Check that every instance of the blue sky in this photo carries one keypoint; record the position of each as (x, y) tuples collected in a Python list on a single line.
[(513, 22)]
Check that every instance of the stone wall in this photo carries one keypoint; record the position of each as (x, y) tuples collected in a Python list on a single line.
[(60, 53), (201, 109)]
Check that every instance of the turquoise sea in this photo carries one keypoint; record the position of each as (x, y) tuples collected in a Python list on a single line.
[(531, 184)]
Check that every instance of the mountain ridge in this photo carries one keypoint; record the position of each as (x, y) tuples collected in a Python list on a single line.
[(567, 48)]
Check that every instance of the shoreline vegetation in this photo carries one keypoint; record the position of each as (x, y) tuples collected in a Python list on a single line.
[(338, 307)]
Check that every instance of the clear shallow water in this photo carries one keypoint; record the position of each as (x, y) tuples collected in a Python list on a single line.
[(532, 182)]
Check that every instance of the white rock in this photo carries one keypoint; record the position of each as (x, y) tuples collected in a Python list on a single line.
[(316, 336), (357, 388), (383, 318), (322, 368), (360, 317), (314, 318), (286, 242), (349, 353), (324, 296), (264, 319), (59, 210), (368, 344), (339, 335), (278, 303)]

Problem statement ▸ Copy out the lines above exactly, beginning at the line that contains "Check that every instance of the clear" and continuing through the final line, with both ends included.

Result ▸
Check that every instance of the clear shallow water in this photo carries one keypoint; record the position of each as (x, y) tuples collected in a Python list on a single line.
[(532, 182)]
Check that every instance of the white rock in this photo carries one keypoint; record the position of each as (x, y) tuples collected in a Python list on a single line.
[(316, 336), (357, 388), (383, 318), (322, 368), (360, 317), (314, 318), (286, 242), (349, 353), (324, 296), (264, 319), (59, 210), (368, 344), (339, 335), (278, 303)]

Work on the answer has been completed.